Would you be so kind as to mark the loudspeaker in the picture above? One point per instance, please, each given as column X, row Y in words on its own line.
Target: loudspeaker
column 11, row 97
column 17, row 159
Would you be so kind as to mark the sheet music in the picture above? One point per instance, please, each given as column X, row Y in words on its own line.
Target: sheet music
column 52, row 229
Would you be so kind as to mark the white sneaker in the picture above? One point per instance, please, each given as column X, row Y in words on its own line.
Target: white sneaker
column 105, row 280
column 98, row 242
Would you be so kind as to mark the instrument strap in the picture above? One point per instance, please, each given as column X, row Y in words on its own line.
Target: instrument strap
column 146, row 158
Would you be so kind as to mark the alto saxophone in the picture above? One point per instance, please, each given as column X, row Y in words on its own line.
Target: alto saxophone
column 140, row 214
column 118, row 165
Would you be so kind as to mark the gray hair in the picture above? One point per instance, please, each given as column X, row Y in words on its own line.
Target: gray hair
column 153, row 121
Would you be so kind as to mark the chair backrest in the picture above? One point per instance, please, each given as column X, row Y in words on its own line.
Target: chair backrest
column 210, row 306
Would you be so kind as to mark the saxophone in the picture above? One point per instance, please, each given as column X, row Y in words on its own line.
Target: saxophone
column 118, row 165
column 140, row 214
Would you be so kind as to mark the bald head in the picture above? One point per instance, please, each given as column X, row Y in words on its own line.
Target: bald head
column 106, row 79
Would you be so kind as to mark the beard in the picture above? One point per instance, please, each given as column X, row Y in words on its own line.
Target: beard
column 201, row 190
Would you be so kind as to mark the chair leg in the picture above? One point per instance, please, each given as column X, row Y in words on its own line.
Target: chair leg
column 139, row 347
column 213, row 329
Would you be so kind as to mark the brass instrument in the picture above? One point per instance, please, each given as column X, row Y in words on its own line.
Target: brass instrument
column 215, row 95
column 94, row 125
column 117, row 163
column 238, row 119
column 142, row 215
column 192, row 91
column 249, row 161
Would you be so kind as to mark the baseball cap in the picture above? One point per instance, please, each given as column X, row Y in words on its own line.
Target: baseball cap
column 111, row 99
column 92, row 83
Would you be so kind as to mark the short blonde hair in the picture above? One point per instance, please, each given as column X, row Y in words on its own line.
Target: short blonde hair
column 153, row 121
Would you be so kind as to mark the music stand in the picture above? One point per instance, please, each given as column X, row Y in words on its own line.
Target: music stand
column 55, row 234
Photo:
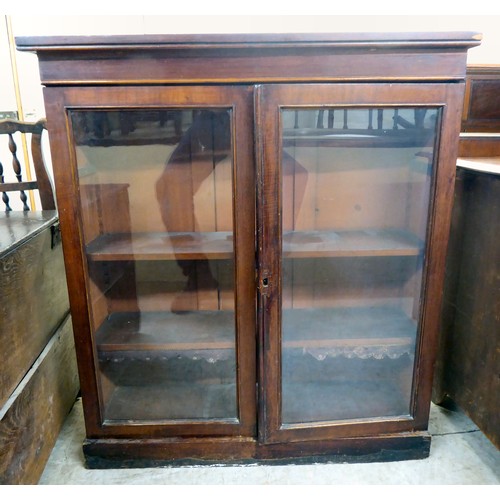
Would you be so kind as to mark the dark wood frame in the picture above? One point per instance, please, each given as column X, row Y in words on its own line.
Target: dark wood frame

* DESCRIPTION OF THE TASK
Leaving the pictures out, transcribe the entries above exactly as written.

* RESPONSE TO THE TASK
Would you be so kind as to mark the loudspeaker in the picture above? One point per instance, please, each given as column X, row Y in words on its own line.
Target: loudspeaker
column 11, row 97
column 17, row 159
Would you be so kind as to mark the sheet music in the picture above? One point per instance, please, each given as column X, row Y in words on its own line.
Target: sheet music
column 52, row 229
Would you be so kind as to mark the white sneaker in the picture above? One point per instance, please, each given as column X, row Y in words on its own line.
Target: white sneaker
column 105, row 280
column 98, row 242
Would you be so kind as to mark the instrument strap in the picture above? One point per instance, please, each given as column X, row Y in words on its own line.
Target: instrument strap
column 146, row 158
Would you be so kind as to mark the alto saxophone in the picture above? One point per instance, please, each given as column X, row Y in words on its own line.
Target: alto saxophone
column 140, row 214
column 118, row 165
Would you be so kind as to mark the gray hair in the picture above? One point per instance, please, each given as column X, row Y in words on its own line.
Target: gray hair
column 153, row 121
Would you be so kind as to mark the chair backrest in the picture above? One point per instance, please, each given as column X, row Y in words on its own line.
Target: chair backrest
column 210, row 306
Would you be so kind as to mark the saxophone in the picture above? One point per instance, please, each given as column X, row Y in words on its own line.
Target: saxophone
column 118, row 165
column 140, row 214
Would you be so kind as to mark the bald head in the picture above? One point per instance, please, each given as column X, row Y in words on its own line.
Target: bald head
column 106, row 79
Would you be so kind as to mark the beard in the picture above? One point per instance, please, each given as column X, row Y in words on its own line.
Target: beard
column 201, row 190
Would you be so kind as to mark the chair leg in the picture above? One point per instance, please, each given as column X, row Y in words on its own line.
Target: chair leg
column 139, row 347
column 213, row 329
Would you be so kind as to mark the brass instrument in the picture above? One point per instance, please, each given as column X, row Y in words on its own line.
Target: brass instrument
column 215, row 95
column 94, row 125
column 117, row 163
column 238, row 119
column 142, row 215
column 192, row 91
column 249, row 161
Would you be so kind as to mark the baseball cap in the picture above? One point per instance, please, each given as column X, row Y in words on its own line.
Target: baseball cap
column 111, row 99
column 92, row 83
Would you be so kind as to mark the short blonde hair in the picture above? One point per instance, please, each given as column X, row Y in words on its own line.
Target: short blonde hair
column 153, row 121
Would you be so kind as to mark the music stand in the picture above? One point per instance, please, each given as column X, row Y in words on its own line.
Target: music stand
column 55, row 234
Photo:
Would you be so kind as to mark the dark wood frame in the picture above? One point per instance, please, each given as column X, row Y in words on its own line.
Target: dark wood frame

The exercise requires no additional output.